**** Input rows

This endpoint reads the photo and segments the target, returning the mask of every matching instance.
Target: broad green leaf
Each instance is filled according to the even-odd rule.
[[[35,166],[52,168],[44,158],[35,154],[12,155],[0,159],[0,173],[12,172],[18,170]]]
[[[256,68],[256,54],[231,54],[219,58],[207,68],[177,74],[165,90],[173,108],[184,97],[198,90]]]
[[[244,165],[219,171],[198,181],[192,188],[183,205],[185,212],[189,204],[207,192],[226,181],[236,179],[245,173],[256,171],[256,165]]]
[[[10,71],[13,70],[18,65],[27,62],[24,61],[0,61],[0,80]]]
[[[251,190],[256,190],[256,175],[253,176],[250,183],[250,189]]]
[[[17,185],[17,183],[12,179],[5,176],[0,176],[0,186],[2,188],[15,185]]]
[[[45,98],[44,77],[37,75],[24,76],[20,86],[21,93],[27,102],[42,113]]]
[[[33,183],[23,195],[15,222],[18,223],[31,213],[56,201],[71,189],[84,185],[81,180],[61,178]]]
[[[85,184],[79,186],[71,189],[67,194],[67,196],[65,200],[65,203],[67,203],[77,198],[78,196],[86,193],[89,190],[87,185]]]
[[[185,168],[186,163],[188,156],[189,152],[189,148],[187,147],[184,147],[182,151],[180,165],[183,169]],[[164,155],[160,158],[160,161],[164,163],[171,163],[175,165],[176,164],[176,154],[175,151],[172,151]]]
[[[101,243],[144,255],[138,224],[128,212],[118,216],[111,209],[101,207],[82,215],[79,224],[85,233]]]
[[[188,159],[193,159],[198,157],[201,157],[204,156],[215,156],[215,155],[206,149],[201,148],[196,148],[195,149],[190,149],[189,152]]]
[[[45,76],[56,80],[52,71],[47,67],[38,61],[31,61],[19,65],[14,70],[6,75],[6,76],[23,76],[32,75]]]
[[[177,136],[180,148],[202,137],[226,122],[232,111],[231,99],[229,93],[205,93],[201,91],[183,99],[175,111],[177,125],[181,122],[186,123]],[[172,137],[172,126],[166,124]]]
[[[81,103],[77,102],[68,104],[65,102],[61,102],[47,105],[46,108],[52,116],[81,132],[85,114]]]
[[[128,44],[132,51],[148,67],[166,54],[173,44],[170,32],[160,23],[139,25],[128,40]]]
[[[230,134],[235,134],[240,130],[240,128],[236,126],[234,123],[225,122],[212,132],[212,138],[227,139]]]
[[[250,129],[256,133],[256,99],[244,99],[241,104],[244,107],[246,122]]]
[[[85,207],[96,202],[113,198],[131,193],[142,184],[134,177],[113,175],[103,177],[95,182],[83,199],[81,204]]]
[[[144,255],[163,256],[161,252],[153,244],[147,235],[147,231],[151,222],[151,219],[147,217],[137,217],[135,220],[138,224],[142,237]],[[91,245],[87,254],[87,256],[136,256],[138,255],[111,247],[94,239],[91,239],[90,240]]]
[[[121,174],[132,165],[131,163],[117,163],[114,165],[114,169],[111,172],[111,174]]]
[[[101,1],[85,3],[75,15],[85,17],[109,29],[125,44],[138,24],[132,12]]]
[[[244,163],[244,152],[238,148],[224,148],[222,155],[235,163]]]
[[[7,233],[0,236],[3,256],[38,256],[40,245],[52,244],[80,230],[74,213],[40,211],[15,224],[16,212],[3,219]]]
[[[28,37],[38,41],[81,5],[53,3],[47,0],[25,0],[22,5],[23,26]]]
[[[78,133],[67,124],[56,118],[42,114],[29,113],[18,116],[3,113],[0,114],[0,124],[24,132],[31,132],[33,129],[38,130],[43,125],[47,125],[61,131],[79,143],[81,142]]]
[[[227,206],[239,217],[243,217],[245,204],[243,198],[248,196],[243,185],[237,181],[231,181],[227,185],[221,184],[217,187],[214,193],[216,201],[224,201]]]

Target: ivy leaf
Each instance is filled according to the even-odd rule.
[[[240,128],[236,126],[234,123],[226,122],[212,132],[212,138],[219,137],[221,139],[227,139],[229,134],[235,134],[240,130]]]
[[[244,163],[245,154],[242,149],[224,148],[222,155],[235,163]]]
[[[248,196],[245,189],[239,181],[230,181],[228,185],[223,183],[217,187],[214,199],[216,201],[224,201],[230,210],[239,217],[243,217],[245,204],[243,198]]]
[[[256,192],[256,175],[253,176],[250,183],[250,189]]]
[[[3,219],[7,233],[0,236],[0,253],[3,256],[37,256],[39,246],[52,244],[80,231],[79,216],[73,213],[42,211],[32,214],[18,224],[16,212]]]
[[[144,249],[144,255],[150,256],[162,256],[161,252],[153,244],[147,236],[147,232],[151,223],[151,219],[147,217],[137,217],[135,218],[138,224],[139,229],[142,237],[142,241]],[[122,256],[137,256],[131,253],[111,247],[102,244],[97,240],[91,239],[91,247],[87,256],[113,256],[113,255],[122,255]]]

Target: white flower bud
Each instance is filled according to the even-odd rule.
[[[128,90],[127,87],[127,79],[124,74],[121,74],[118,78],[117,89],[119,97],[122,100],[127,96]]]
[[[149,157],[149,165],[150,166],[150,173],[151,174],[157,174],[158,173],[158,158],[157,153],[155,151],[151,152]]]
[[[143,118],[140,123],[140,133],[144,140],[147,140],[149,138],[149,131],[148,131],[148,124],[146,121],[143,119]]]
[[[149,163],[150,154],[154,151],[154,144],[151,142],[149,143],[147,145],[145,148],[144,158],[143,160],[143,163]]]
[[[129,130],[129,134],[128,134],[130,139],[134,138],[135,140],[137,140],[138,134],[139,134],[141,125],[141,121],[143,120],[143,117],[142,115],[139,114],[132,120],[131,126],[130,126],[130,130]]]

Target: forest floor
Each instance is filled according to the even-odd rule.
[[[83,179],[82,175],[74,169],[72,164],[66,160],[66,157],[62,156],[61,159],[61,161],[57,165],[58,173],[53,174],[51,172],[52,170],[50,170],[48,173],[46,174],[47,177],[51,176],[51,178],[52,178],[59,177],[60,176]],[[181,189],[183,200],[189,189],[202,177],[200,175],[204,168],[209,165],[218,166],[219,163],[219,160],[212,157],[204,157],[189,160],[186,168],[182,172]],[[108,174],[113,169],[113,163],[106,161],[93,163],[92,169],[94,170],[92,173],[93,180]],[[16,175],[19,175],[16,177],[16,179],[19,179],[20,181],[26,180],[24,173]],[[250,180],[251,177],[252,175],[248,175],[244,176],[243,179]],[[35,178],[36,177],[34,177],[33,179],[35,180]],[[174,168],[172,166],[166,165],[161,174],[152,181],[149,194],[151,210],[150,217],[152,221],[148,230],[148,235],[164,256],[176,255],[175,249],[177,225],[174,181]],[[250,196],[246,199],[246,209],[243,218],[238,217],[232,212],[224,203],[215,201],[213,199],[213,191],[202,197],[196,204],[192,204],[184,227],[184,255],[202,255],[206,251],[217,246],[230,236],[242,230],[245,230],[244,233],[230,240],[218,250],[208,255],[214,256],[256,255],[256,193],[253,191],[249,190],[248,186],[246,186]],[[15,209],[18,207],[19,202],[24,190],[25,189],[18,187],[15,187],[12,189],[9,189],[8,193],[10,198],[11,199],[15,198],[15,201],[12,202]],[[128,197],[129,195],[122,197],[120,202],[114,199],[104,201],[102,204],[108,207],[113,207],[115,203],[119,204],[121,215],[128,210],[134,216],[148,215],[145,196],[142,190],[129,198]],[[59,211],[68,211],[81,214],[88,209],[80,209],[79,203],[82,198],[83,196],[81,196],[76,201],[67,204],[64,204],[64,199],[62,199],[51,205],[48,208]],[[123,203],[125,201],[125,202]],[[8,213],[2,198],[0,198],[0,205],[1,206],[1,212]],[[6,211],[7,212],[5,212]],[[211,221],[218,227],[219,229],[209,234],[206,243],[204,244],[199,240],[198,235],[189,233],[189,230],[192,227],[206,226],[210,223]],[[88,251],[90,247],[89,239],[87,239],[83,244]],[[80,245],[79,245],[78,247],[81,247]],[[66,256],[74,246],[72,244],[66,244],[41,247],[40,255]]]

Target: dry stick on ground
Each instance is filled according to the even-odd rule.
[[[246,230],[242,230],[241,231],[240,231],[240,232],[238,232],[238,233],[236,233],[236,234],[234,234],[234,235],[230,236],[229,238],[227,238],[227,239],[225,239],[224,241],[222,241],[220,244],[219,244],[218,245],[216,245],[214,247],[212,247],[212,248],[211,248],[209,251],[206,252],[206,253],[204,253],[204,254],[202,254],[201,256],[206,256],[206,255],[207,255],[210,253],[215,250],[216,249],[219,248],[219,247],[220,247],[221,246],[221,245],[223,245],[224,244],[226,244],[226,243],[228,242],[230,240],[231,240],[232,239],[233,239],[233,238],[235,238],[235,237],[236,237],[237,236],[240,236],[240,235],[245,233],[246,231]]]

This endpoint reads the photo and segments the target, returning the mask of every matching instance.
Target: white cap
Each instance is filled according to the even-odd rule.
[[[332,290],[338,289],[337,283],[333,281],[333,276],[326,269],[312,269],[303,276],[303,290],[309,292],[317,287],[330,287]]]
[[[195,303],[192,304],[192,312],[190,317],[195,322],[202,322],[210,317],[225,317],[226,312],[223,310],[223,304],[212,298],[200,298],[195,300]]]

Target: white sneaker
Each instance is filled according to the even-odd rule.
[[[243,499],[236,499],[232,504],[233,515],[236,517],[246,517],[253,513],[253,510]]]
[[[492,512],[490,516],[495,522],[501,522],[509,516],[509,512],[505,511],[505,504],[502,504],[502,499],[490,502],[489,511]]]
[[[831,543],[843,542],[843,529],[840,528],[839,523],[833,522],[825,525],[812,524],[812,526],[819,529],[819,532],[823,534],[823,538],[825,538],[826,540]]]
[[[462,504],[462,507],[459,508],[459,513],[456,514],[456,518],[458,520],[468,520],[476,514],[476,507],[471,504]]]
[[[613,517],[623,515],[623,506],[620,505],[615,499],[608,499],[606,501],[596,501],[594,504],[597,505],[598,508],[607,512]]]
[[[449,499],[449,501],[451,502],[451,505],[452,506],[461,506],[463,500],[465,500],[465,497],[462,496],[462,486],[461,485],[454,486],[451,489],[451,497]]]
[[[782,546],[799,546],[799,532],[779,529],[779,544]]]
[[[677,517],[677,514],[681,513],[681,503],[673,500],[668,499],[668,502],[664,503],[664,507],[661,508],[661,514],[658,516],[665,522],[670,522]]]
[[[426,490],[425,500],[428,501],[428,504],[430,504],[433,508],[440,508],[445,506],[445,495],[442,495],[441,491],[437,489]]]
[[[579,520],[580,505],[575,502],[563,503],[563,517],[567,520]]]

********

Can you repeat the listing verbatim, beginning with its first line and continuing through the line that contains "[[[10,71],[13,70],[18,65],[27,62],[24,61],[0,61],[0,80]]]", with both of those lines included?

Output below =
This endpoint reads the photo and segments the target, returning the mask of every matching instance.
Target: broad green leaf
Each instance is filled according to the even-odd rule.
[[[35,166],[52,168],[44,158],[35,154],[12,155],[0,159],[0,173],[12,172],[18,170]]]
[[[256,68],[256,54],[231,54],[219,58],[207,68],[177,74],[165,90],[173,108],[184,97],[198,90]]]
[[[244,165],[219,171],[198,181],[192,188],[183,205],[185,212],[189,204],[207,192],[226,181],[236,179],[245,173],[256,171],[256,165]]]
[[[10,71],[13,70],[18,65],[27,62],[24,61],[0,61],[0,80]]]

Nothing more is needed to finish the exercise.